THE RECORDS —
◇ ◇ ◇ ◇ ◇ ◇ ◇
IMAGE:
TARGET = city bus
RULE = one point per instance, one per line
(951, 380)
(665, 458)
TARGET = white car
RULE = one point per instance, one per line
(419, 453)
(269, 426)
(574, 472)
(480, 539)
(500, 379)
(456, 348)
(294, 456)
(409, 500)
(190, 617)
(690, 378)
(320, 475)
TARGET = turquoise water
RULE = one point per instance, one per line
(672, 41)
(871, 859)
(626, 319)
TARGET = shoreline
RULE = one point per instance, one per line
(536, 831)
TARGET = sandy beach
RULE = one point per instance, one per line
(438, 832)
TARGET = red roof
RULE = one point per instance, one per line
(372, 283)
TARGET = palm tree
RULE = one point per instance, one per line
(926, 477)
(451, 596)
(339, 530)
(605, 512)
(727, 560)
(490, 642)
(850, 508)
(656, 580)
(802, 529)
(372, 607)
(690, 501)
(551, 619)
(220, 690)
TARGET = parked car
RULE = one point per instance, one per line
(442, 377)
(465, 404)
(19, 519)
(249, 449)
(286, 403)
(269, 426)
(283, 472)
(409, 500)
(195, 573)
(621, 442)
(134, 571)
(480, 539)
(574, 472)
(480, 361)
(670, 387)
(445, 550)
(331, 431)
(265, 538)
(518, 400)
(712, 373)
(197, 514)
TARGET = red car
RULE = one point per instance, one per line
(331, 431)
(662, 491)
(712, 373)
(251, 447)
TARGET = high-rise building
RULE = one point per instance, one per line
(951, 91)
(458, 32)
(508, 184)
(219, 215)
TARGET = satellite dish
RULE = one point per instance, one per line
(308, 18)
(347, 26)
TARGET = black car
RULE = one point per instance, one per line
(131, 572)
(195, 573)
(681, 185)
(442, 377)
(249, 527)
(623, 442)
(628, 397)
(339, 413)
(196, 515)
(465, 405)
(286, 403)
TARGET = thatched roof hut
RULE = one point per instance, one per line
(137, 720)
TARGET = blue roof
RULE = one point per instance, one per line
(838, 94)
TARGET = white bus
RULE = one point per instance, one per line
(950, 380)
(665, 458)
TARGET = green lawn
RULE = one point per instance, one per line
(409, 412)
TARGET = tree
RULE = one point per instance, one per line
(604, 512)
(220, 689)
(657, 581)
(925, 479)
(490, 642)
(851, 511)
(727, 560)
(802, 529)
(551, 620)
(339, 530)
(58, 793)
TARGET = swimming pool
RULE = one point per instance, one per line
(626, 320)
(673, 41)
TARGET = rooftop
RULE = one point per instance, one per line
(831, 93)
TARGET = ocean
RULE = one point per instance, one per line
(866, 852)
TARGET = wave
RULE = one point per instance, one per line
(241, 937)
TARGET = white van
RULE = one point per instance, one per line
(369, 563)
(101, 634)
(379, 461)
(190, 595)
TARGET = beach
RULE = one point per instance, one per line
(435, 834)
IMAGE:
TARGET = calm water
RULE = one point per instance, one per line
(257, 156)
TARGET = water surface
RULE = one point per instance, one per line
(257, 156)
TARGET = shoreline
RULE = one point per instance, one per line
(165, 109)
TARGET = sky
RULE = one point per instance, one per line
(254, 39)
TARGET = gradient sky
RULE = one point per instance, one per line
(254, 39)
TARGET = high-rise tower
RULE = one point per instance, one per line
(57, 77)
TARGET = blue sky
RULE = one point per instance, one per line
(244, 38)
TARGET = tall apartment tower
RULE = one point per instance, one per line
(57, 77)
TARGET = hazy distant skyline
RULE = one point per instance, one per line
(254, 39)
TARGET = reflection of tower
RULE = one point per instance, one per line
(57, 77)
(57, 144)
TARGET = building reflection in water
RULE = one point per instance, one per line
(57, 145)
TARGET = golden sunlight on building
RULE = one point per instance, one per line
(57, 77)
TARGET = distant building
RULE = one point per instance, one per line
◇ ◇ ◇ ◇ ◇ ◇ ◇
WORK TO COMPLETE —
Copy every item above line for line, without changing any character.

WRITTEN RESPONSE —
IMAGE:
TARGET = city bus
RULE = one point per instance, one per line
(951, 380)
(665, 458)
TARGET = white car
RULE = one point per instance, one per line
(419, 453)
(269, 426)
(574, 472)
(480, 539)
(500, 379)
(456, 348)
(294, 456)
(409, 500)
(190, 617)
(690, 378)
(320, 475)
TARGET = turquoise water
RULE = one point per instance, one per line
(672, 41)
(871, 859)
(626, 319)
TARGET = shoreline
RULE = one point per instance, one per line
(536, 831)
TARGET = sandy beach
RULE = one point per instance, one per line
(438, 832)
TARGET = red roof
RULE = one point per instance, one per line
(372, 283)
TARGET = palm tree
RULE = one point per instance, one per line
(926, 477)
(451, 596)
(339, 530)
(605, 512)
(727, 560)
(490, 642)
(850, 508)
(656, 580)
(802, 529)
(372, 607)
(690, 501)
(551, 619)
(220, 690)
TARGET = parked car
RULE = one point per instance, one per line
(442, 377)
(465, 404)
(19, 519)
(249, 449)
(286, 403)
(269, 426)
(283, 472)
(409, 500)
(195, 573)
(621, 442)
(134, 571)
(480, 539)
(574, 472)
(480, 361)
(670, 387)
(445, 550)
(331, 431)
(265, 538)
(518, 400)
(712, 373)
(197, 514)
TARGET = red car
RULE = one point per instance, one per line
(331, 431)
(662, 491)
(712, 373)
(251, 447)
TARGET = high-rise building
RULE = one point per instance, one per line
(951, 91)
(458, 32)
(508, 184)
(219, 215)
TARGET = satellite dish
RULE = one point per instance, one per line
(308, 18)
(347, 26)
TARGET = black car
RULE = one point per instance, one per line
(131, 572)
(195, 573)
(681, 185)
(442, 377)
(249, 527)
(623, 442)
(628, 397)
(339, 413)
(196, 515)
(465, 405)
(286, 403)
TARGET = thatched roof hut
RULE = one point per instance, one per line
(137, 720)
TARGET = blue roof
RULE = one point per instance, one per line
(838, 94)
TARGET = white bus
RULE = one point per instance, one per line
(950, 380)
(665, 458)
TARGET = green lawn
RULE = one point per instance, one per line
(409, 412)
TARGET = tree
RULE = one point per instance, one per line
(604, 512)
(220, 689)
(657, 581)
(925, 479)
(490, 642)
(851, 511)
(727, 560)
(802, 529)
(551, 620)
(339, 530)
(58, 793)
TARGET = swimming pool
RULE = one point per instance, one per line
(626, 320)
(673, 41)
TARGET = rooftop
RULE = one point per instance, one per line
(831, 93)
TARGET = ocean
RULE = one point per instance, one per line
(866, 852)
TARGET = wave
RULE = one point per instance, one per line
(241, 937)
TARGET = white van
RULE = one point per instance, one per line
(369, 563)
(101, 634)
(379, 461)
(190, 595)
TARGET = beach
RULE = one point per instance, one per line
(435, 834)
IMAGE:
TARGET = calm water
RULE = one point per instance, one per line
(257, 156)
TARGET = water surface
RULE = one point per instance, one per line
(257, 156)
TARGET = shoreline
RULE = one point per instance, one per line
(165, 109)
TARGET = sky
RULE = one point per instance, one per line
(254, 39)
TARGET = gradient sky
RULE = one point per instance, one per line
(254, 39)
TARGET = high-rise tower
RULE = one point per instance, one per line
(57, 77)
TARGET = blue sky
RULE = one point per instance, one per line
(244, 38)
TARGET = tall apartment tower
RULE = one point per instance, one per line
(57, 77)
TARGET = hazy distant skyline
RULE = one point per instance, one per line
(254, 39)
TARGET = reflection of tower
RULE = one point per instance, one per line
(57, 77)
(57, 144)
TARGET = building reflection in water
RULE = one point per instance, one per line
(57, 145)
TARGET = golden sunlight on building
RULE = one point per instance, one per line
(57, 77)
TARGET = distant building
RULE = one point per instance, one per line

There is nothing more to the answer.